**Exercise aim:** Filter the items below down to the lines that contain the word "negative", and copy each matching line unchanged.

Dataset START

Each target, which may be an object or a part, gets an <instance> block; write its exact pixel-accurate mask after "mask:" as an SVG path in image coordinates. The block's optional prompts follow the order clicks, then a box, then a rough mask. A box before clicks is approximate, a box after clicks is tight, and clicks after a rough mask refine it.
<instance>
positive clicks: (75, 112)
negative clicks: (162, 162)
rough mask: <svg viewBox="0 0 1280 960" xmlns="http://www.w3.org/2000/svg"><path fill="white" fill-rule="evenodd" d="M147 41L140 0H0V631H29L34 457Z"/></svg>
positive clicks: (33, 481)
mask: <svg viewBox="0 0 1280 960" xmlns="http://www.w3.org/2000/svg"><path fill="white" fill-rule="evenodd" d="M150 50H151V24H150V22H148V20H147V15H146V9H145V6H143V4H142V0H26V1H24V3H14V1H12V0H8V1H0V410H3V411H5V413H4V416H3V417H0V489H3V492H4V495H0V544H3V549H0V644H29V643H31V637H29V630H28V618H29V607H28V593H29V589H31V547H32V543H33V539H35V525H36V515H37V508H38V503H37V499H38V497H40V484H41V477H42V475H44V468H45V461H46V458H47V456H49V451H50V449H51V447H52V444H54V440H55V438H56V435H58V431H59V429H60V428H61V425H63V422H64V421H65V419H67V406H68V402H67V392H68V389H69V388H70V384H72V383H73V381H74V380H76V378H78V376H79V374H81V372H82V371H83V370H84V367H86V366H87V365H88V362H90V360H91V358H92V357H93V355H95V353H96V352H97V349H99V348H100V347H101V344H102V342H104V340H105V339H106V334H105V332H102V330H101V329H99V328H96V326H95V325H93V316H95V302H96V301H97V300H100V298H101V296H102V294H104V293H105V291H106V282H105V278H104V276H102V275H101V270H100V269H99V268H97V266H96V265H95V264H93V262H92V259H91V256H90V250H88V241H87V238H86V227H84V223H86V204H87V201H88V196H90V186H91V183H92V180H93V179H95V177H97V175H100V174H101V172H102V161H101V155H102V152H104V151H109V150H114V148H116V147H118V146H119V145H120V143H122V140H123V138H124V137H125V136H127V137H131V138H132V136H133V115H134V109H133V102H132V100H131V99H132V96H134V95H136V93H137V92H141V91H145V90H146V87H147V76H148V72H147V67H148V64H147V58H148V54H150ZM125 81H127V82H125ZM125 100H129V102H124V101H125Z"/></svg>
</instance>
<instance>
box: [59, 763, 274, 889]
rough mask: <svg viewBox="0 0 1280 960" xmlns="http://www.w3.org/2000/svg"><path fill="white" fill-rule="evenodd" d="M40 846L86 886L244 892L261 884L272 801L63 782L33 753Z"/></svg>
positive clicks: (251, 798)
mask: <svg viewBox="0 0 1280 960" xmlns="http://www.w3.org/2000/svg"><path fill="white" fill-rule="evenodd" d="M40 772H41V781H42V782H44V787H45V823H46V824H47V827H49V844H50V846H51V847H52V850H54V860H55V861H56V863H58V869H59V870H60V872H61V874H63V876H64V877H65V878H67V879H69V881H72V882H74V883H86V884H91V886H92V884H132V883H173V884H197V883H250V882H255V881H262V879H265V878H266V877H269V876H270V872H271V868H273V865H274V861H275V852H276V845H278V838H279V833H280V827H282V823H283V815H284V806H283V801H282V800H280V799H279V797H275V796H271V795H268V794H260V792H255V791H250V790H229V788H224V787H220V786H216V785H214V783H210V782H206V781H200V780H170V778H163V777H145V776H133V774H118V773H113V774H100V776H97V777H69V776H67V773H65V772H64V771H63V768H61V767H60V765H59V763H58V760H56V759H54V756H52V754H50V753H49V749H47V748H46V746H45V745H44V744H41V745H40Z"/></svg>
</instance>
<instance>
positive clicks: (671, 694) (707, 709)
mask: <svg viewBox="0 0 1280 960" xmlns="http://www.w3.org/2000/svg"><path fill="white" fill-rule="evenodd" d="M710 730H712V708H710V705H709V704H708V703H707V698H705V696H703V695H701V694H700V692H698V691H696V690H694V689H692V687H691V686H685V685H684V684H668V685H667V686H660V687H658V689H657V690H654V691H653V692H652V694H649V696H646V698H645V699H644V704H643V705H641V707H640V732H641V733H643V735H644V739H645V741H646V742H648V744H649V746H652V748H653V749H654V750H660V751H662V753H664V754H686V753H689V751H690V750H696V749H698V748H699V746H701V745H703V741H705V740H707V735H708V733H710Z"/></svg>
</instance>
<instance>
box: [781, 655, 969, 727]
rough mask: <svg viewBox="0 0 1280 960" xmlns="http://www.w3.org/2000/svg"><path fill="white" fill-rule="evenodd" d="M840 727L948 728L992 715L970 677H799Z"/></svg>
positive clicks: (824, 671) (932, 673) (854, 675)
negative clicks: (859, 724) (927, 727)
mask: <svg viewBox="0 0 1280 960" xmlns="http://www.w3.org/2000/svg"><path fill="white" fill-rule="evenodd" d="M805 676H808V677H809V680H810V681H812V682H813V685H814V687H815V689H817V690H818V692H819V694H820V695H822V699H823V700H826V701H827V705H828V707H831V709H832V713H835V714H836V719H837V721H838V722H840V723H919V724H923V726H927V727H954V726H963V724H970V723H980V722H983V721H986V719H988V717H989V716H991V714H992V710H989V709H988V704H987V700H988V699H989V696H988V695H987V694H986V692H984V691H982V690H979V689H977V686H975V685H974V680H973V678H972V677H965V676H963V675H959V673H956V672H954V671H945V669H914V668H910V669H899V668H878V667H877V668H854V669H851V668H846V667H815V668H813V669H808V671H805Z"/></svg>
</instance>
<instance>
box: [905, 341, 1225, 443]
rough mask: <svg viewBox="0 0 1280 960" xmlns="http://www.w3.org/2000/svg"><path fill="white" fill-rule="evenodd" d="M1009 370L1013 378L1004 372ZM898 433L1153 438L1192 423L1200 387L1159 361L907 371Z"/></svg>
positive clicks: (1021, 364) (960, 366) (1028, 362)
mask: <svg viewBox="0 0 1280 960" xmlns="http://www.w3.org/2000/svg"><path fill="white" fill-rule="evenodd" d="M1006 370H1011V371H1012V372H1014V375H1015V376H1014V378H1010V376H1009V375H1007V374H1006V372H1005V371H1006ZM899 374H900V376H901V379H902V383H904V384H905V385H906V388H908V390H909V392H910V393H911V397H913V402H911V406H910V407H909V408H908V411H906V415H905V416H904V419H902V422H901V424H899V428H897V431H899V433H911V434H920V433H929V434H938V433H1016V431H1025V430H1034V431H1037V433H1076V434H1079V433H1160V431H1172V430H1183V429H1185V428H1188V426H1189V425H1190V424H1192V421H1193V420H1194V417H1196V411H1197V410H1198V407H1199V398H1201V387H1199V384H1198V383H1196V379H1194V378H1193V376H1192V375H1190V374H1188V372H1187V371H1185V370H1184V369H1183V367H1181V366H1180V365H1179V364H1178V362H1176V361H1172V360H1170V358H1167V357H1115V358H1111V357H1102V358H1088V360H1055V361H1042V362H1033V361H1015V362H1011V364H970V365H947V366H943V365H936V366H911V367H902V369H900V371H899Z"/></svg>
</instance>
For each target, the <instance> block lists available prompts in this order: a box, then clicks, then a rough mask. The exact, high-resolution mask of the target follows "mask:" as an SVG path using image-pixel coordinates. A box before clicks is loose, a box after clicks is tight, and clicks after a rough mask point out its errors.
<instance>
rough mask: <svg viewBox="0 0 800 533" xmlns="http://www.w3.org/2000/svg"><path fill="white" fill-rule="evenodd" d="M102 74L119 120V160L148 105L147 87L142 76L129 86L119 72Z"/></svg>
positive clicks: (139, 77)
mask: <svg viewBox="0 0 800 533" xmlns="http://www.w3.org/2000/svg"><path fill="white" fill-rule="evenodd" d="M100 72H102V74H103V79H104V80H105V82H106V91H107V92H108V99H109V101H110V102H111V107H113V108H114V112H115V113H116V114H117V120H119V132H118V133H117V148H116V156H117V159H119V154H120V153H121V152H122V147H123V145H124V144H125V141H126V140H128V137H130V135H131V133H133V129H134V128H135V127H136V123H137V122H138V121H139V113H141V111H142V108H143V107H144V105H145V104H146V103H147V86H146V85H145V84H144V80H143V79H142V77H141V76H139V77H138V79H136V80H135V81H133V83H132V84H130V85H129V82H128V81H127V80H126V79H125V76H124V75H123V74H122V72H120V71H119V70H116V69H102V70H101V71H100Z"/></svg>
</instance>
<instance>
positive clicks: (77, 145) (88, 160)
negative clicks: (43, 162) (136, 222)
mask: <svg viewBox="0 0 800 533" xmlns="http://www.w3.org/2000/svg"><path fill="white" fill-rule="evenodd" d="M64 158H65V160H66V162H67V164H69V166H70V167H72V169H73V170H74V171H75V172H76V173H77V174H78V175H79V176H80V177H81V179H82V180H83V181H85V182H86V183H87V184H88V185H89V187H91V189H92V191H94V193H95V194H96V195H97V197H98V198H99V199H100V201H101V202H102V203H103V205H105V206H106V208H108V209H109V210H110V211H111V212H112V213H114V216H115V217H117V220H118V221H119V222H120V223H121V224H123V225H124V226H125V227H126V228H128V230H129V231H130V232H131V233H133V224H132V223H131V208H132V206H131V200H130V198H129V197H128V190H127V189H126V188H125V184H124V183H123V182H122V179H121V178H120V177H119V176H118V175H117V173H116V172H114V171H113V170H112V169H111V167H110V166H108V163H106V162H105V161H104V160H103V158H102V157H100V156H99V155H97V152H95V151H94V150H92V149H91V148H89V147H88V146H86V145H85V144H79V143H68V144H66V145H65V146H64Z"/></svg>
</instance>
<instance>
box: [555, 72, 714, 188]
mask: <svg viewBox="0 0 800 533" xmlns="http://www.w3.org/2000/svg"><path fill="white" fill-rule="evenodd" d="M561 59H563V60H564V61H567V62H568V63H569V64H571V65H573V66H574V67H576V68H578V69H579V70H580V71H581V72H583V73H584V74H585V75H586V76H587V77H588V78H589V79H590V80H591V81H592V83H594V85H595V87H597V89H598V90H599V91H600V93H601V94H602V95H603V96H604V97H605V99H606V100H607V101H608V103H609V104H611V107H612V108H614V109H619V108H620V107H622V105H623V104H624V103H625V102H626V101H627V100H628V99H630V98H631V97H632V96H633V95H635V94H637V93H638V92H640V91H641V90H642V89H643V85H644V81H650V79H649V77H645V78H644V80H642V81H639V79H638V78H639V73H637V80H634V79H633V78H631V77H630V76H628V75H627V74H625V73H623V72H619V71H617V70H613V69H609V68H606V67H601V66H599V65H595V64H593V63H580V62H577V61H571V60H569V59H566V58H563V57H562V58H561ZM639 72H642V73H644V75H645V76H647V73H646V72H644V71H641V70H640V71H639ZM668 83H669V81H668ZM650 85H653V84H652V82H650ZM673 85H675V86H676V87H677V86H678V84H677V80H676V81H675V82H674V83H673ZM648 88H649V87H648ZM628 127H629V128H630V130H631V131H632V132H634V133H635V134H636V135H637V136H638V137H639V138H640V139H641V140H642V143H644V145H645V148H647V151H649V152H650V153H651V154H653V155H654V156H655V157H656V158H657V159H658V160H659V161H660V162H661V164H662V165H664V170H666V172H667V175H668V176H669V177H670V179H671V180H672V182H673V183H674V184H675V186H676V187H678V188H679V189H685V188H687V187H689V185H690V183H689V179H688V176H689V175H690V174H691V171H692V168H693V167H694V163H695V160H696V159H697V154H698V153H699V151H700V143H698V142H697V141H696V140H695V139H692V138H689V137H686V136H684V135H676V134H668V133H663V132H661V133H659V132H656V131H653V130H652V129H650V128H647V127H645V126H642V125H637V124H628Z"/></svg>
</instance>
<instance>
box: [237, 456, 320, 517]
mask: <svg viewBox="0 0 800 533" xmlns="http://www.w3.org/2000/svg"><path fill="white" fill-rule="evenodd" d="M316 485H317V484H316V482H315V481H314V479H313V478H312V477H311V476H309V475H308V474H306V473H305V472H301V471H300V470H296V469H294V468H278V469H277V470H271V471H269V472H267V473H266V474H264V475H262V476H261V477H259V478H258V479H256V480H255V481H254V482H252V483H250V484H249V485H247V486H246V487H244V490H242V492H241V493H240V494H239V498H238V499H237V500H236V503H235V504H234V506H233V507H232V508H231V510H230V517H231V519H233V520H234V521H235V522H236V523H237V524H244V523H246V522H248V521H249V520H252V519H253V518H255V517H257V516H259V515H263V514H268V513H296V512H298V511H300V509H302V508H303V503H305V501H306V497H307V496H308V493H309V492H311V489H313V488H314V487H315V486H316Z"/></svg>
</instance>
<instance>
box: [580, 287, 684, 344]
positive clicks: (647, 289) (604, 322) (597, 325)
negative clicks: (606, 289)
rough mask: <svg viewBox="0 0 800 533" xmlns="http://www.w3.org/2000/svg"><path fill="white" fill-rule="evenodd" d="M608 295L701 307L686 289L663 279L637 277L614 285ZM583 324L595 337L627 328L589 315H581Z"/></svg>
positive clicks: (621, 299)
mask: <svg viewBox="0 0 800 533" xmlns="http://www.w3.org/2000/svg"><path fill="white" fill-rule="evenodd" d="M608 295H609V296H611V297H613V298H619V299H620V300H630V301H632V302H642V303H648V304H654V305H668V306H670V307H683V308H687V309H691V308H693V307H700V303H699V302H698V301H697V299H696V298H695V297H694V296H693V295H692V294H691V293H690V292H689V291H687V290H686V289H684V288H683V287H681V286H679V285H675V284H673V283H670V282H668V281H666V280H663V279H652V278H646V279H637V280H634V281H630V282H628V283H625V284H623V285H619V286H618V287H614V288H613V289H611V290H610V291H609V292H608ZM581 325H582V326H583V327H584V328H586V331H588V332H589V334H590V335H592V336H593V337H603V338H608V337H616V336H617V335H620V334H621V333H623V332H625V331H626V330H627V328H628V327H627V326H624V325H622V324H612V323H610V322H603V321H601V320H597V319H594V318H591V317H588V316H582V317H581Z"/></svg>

Dataset END

**Answer box:**
negative clicks: (162, 162)
negative clicks: (859, 724) (927, 727)
negative clicks: (43, 162) (136, 222)
negative clicks: (606, 289)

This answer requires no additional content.